— PASSAGE GIVEN —
>> start
The Café Royal book is an exquisitely produced black and white booklet that mostly features musicians in action. In between Paul Simonon of the Clash playing to the crowd on the front cover and a thoughtful Dennis Brown in Berry Street Studios on the back, we find Elvis Costello, the Barry Forde Band, Misty in Roots, The Beat, a distant shot over the crowd of the Tom Robinson Band, Leslie Woods from the Au Pairs, Stiff Little Fingers, a puzzled looking Jimmy Pursey, Mick Jones and Paul Simonon backstage, Fergul Sharkey, Skully Roots, Ranking Roger, The Ruts, The Specials, Pete Townsend, The Clash (again!), Generation X and Sham 69, Aswad and The Members. And across the centre double page spread is Tom Robinson on stage at Victoria Park, dressed in his own band t-shirt, hands raised to the huge crowd. It’s an iconic image, and a reminder that it wasn’t just racism RAR were fighting, it was any discrimination based on difference. It was quite a statement when the majority of people at Victoria Park sang Robinson’s ‘Glad to be Gay’ at the top of their voices.
>> end
— WRITTEN REQUEST A —
In the passage about the Café Royal booklet, what does the centre-spread image of Tom Robinson at Victoria Park serve as a reminder of?
— WRITTEN REQUEST B —
Which acts in the Café Royal booklet passage have names written beginning with a capitalized "The"?
— WRITTEN REQUEST C —
Proceed with the passage about the Café Royal booklet, picking up after its final sentence.

Extracted data entries:
>> start
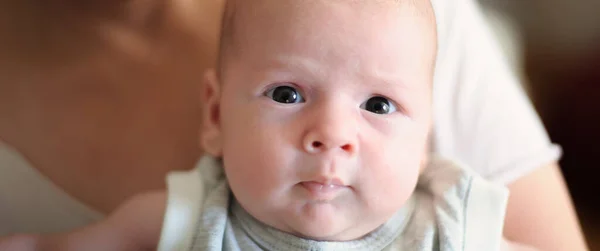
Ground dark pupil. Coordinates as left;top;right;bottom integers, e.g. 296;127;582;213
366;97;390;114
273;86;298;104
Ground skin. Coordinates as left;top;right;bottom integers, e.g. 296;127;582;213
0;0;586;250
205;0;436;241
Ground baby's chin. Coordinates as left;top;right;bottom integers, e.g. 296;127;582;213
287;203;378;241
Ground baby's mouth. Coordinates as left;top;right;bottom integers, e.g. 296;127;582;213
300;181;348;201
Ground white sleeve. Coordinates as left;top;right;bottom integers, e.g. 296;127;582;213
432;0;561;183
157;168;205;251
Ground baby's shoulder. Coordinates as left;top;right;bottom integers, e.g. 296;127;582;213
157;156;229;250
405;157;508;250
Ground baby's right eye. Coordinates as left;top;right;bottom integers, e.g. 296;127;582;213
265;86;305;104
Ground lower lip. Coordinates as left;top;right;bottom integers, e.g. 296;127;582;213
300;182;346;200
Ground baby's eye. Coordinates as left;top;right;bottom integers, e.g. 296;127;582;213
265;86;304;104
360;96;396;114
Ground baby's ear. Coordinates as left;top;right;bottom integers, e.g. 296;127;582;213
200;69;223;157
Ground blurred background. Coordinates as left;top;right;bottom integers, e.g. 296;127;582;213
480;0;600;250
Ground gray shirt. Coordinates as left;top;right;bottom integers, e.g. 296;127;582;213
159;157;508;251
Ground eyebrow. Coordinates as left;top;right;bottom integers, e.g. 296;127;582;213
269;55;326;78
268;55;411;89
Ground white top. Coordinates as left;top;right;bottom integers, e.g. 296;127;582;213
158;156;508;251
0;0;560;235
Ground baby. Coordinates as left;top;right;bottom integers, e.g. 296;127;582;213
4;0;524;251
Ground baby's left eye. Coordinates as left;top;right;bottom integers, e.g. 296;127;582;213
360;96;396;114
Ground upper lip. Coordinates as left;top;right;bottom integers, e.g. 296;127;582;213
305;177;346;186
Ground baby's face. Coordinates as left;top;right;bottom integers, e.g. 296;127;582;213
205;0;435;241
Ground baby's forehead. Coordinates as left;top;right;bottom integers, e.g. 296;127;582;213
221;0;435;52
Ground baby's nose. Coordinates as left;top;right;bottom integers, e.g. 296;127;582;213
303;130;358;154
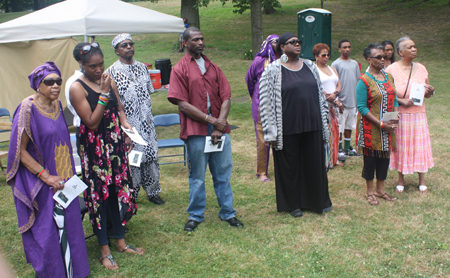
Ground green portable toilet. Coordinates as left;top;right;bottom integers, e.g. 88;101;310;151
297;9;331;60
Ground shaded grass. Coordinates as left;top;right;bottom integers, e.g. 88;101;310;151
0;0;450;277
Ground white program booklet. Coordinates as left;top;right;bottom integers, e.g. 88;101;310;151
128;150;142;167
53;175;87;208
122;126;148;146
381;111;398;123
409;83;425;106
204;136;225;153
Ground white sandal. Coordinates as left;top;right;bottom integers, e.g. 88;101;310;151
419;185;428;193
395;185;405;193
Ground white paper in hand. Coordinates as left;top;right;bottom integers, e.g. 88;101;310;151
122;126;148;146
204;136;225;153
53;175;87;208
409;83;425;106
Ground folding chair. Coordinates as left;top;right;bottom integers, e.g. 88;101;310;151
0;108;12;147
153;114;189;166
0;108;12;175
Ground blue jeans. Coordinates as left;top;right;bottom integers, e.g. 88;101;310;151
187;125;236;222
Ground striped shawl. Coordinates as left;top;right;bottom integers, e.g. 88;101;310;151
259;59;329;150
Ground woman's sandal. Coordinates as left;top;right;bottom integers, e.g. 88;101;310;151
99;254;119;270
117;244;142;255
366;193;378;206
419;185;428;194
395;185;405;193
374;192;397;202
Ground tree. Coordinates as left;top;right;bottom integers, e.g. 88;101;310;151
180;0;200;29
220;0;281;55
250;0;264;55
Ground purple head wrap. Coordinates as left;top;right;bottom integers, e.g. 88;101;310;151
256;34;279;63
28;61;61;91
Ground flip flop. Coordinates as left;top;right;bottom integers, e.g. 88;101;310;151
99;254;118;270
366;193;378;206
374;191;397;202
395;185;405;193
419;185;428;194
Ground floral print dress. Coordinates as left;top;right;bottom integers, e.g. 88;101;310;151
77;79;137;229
>> end
— EXERCISE OUTPUT A —
It reminds readers that RAR was fighting not only racism but any discrimination based on difference.

— EXERCISE OUTPUT B —
The Beat, The Ruts, The Specials, The Clash, The Members

— EXERCISE OUTPUT C —
The Rare Bird book is more substantial, has those contextualising essays I’ve quoted from above, and feels very different. It’s expansive, wide-ranging and contextualises the activities of RAR and the Anti-Nazi League with photographs of the crowd, graffiti, the streets, shops and the semi-derelict or abandoned places where kids or lovers hung out. There’s attitude, posing and anger; barbed wire and stray dogs, unloved blocks of flats, and people chilling and drinking. It’s odd to be reminded of how we all dressed back then, how most people still had longish hair and wore flares, and that punks, skins and Rastas were minority presences in the overall scheme of things, even when it came to youth subcultures and fashion.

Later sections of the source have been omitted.